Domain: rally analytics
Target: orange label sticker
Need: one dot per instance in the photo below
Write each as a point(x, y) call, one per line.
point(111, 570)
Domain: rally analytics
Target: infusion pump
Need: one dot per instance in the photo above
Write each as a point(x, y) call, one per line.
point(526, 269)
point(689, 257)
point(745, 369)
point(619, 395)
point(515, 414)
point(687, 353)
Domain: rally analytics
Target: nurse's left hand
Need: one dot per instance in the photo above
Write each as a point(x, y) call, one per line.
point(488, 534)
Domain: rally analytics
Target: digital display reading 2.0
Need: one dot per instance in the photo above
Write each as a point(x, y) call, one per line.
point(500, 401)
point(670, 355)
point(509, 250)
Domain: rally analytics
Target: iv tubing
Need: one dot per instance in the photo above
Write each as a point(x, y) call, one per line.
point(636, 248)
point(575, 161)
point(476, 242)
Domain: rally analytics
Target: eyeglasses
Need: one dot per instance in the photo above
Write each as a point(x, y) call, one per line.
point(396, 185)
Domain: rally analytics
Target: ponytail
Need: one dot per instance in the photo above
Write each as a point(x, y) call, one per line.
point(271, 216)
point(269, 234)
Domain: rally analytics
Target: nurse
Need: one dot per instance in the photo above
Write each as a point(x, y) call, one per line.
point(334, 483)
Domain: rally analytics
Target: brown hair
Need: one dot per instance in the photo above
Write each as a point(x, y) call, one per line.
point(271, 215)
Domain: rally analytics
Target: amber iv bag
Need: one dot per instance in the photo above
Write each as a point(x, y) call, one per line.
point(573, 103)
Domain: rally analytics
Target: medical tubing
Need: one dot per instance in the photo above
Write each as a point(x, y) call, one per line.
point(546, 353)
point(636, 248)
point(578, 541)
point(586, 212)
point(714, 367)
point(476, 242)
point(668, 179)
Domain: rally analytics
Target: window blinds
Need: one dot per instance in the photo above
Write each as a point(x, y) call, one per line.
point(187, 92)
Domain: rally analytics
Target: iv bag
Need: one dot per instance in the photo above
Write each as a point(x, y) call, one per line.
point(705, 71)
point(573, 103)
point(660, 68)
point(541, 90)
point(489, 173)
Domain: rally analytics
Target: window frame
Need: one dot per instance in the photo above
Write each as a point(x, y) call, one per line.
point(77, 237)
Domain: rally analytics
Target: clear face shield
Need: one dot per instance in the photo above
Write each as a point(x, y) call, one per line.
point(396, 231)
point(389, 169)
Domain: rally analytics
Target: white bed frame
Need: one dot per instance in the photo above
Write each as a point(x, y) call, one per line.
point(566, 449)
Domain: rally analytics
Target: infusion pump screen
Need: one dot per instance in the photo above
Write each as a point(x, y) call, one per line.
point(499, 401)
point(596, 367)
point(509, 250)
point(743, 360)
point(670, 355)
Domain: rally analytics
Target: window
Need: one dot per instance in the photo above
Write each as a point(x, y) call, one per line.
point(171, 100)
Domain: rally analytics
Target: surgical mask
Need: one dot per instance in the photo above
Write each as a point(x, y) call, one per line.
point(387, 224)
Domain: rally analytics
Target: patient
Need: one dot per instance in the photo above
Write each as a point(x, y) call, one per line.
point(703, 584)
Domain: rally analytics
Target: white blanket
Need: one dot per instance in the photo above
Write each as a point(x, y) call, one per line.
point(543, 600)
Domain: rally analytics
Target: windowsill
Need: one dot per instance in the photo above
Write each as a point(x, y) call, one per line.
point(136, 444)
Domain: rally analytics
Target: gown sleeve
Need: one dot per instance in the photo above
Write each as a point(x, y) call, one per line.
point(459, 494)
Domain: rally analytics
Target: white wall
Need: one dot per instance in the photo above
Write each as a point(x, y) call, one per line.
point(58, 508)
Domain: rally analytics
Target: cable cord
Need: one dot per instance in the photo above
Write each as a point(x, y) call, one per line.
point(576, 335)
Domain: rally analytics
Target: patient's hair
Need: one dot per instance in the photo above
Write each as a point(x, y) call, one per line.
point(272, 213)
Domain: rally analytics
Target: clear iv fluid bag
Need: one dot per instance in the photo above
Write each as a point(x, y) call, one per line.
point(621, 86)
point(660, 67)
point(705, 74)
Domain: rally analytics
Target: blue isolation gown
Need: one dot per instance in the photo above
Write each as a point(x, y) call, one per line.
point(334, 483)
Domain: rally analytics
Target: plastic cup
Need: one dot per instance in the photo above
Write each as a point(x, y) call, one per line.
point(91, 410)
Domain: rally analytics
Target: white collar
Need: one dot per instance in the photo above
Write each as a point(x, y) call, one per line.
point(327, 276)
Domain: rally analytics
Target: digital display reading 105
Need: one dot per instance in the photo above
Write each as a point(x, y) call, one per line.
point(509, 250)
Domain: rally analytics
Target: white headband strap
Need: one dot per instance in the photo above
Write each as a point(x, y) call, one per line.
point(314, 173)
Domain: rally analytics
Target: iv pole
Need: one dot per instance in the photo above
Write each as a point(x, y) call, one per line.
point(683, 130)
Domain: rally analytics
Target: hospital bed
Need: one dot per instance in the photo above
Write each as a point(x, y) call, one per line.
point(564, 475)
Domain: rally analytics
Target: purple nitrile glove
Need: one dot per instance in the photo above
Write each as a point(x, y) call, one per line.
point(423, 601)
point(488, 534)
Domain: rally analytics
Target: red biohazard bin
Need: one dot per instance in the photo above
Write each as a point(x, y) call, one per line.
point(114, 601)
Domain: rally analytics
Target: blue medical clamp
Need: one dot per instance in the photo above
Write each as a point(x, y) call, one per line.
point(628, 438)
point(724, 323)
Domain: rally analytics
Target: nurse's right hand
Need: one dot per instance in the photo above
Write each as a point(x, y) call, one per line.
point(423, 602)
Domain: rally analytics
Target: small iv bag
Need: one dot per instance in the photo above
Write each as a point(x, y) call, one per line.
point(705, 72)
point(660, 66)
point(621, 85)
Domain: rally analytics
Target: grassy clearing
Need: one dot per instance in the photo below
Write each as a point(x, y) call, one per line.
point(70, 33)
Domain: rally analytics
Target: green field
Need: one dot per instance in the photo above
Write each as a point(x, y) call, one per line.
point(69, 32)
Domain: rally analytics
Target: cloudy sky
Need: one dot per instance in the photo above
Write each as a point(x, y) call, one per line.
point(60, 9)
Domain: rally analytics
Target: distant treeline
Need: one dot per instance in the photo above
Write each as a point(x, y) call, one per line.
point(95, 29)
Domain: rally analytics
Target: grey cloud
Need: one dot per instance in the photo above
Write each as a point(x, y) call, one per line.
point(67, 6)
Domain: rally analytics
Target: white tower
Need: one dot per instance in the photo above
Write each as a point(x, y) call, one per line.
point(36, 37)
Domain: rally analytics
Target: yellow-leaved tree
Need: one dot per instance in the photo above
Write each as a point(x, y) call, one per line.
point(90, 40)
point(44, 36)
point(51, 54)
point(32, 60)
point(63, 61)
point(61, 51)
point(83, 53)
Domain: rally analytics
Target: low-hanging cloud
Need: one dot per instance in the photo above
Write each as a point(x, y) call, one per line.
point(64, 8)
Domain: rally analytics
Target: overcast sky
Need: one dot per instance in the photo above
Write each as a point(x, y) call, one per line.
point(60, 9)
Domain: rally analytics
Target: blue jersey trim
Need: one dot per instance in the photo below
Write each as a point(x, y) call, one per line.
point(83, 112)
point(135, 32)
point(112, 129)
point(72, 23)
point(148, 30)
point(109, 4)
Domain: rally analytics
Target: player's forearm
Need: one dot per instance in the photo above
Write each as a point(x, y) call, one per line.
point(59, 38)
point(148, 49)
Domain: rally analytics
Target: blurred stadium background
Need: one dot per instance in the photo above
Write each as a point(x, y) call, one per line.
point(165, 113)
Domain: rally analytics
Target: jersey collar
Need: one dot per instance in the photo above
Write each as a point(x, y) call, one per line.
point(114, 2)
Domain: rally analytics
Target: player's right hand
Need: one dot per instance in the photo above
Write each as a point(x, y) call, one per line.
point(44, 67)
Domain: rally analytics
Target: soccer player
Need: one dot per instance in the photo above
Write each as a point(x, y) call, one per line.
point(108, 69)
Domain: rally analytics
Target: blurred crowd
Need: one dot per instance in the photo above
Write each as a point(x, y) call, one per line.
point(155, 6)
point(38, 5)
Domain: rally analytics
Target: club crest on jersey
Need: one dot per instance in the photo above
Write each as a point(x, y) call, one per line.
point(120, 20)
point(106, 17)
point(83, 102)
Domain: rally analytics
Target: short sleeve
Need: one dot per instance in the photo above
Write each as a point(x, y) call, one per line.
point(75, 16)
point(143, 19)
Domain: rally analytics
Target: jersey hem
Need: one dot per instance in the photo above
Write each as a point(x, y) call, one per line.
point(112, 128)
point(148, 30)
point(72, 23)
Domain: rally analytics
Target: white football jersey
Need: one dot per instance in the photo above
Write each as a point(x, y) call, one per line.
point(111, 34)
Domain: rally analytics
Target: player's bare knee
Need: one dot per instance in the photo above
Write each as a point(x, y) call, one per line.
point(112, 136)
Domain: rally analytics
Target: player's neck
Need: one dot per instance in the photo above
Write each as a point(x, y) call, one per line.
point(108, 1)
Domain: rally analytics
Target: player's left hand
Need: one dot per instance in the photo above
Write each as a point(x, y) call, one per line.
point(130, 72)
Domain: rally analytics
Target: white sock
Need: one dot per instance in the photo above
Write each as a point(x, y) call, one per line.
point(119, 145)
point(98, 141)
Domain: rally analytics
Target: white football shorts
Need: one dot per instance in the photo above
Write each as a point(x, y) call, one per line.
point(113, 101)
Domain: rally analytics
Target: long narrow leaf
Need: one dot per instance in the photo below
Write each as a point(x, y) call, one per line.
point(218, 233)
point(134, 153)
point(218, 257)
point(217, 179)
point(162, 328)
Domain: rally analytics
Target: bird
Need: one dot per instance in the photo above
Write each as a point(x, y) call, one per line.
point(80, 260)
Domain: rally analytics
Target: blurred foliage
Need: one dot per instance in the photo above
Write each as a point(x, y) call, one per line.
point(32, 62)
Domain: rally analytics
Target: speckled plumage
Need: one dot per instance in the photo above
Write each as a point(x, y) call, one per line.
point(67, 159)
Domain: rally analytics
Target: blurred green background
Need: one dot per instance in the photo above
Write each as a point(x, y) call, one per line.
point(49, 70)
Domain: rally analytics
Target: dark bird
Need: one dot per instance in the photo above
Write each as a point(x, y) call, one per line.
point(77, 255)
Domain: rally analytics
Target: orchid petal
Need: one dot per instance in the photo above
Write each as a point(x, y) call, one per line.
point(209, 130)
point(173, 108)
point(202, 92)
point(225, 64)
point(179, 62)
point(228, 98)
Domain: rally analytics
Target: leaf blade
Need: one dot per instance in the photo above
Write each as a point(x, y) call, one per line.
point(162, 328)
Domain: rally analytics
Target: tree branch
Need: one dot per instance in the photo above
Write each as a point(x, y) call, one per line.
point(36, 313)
════════════════════
:: The task ::
Repeat the data word for word, everything from the very first line down to the line containing "point(269, 234)", with both of those lines included.

:: Output ::
Domain: rally analytics
Target: orange label sticker
Need: one dot per instance in the photo below
Write each as a point(x, y) call, one per line.
point(111, 570)
Domain: rally analytics
Target: infusion pump
Need: one dot per instance in the photo above
Write each as a point(x, y) call, one per line.
point(526, 269)
point(689, 257)
point(745, 369)
point(619, 395)
point(515, 414)
point(687, 353)
Domain: rally analytics
Target: nurse's left hand
Need: one dot per instance in the photo above
Write each as a point(x, y) call, one per line.
point(488, 534)
Domain: rally analytics
Target: digital display reading 2.0
Need: one dot per instance in the photo above
Write each as a point(x, y) call, one per line.
point(500, 401)
point(670, 355)
point(509, 250)
Domain: rally analytics
Target: iv tubing
Need: one dot per instance in the photo above
Write each as a point(x, y) call, one per line.
point(636, 248)
point(575, 161)
point(476, 242)
Domain: rally analytics
Target: eyeglasses
Need: one dot per instance in the photo above
Write each as a point(x, y) call, one per line.
point(396, 185)
Domain: rally analytics
Target: ponytail
Need: one dot per instance in the photo above
Write each as a point(x, y) call, one per line.
point(271, 216)
point(269, 234)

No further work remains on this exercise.